Work instructions. Write the records out again, unchanged.

Material supplied.
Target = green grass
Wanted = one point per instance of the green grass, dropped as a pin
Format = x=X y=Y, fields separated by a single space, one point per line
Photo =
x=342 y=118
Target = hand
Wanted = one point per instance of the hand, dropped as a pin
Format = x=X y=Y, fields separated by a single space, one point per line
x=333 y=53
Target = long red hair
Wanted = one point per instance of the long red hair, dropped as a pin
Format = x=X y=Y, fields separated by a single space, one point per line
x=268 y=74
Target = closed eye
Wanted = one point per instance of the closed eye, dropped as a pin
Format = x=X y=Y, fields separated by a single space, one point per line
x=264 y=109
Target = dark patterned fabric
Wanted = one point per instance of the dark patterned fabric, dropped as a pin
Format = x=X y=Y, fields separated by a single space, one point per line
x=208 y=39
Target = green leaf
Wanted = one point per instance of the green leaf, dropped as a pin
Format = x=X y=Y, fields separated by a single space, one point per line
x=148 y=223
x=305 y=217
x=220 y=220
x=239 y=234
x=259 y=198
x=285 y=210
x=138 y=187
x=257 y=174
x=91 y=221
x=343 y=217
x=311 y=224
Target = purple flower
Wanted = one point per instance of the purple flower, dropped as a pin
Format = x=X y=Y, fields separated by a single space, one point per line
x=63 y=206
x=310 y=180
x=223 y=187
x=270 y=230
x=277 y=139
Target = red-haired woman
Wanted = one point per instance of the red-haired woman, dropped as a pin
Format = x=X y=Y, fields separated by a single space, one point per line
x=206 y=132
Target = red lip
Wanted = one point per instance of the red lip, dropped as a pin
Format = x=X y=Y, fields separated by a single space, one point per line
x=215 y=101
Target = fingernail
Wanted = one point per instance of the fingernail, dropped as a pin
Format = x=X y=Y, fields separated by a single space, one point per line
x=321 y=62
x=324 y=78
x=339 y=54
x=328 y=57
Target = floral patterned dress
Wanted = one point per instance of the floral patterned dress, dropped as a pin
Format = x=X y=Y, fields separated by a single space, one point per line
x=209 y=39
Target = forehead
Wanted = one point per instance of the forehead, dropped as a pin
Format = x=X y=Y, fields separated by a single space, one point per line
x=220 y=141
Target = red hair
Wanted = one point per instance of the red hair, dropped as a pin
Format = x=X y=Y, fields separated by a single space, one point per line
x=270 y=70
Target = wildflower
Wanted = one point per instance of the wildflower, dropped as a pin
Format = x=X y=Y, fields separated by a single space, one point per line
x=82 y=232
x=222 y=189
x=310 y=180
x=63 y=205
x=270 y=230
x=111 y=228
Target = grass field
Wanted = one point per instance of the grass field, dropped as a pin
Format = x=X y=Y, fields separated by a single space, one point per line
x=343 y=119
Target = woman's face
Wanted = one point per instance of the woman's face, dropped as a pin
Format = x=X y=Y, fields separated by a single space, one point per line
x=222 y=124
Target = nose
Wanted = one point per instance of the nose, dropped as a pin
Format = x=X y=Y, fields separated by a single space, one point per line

Reply.
Target = green grass
Wanted = one point per instance of the green grass, dropped as a pin
Format = x=X y=Y, fields separated by a single space, one point per line
Photo =
x=342 y=118
Target = hand
Wanted = one point per instance of the hand, dropped as a pin
Format = x=X y=Y, fields separated by a single space, one point per line
x=333 y=53
Target = long red hair
Wanted = one point per instance of the long red hair, dropped as a pin
Format = x=X y=Y, fields separated by a single space, one point per line
x=268 y=74
Target = closed eye
Wanted = one point per instance of the closed eye, dropped as a pin
Format = x=X y=Y, fields separated by a single space, one point per line
x=264 y=109
Target = dark patterned fabric
Wanted = one point per instance of the dark patterned fabric, dropped as a pin
Format = x=X y=Y, fields separated by a single space, one point per line
x=208 y=39
Target = green leaf
Wanted = one point per instance of the green leaf, dropped as a pin
Format = x=X y=Y, fields separated by a single space, one point per line
x=148 y=223
x=305 y=217
x=220 y=220
x=239 y=234
x=259 y=198
x=285 y=210
x=138 y=187
x=257 y=174
x=91 y=221
x=343 y=217
x=311 y=224
Target = purple flower
Wanted = one point per instance of the purple flower, dropped as a pin
Format = x=X y=Y, fields separated by a single space, one point per line
x=63 y=206
x=310 y=180
x=223 y=187
x=270 y=230
x=277 y=139
Target = red-haired woman
Wanted = one point per instance of the red-haired woman, dropped as a pin
Format = x=X y=Y, fields separated by a single space, one point per line
x=206 y=132
Target = red lip
Wanted = one point per instance of the red lip, dropped as a pin
Format = x=X y=Y, fields separated by a single space, one point per line
x=215 y=101
Target = fingernail
Wanted = one point per instance of the fingernail, dropped as a pin
Format = x=X y=Y, fields separated by a single space, one point per line
x=321 y=62
x=324 y=78
x=339 y=54
x=328 y=57
Target = floral patterned dress
Wanted = one point per instance of the floral patterned dress, dropped as a pin
Format = x=X y=Y, fields separated by a single space, one point per line
x=209 y=39
Target = forehead
Wanted = one point per instance of the forehead, dropped as a pin
Format = x=X y=Y, fields separated by a single space, one point per line
x=220 y=141
Target = red hair
Wanted = one point per instance of the red hair, dropped as a pin
Format = x=X y=Y, fields separated by a single space, one point per line
x=270 y=70
Target = wildflower
Wanted = one point per instance of the wildflower, dropped as a pin
Format = x=X y=Y, fields separated by a single space, one point per line
x=82 y=232
x=222 y=189
x=310 y=180
x=63 y=205
x=270 y=230
x=111 y=228
Target = grass field
Wanted = one point per instance of the grass field, dropped as a pin
Format = x=X y=Y, fields separated by a single space, one point per line
x=343 y=119
Target = woman's face
Wanted = one point per instance of the woman's face, dropped as a pin
Format = x=X y=Y, fields separated by a single space, one point per line
x=222 y=124
Target = nose
Wanted = one point per instance of the nose, dropped as a pin
Format = x=X y=Y, fields separated by a single space, one point per line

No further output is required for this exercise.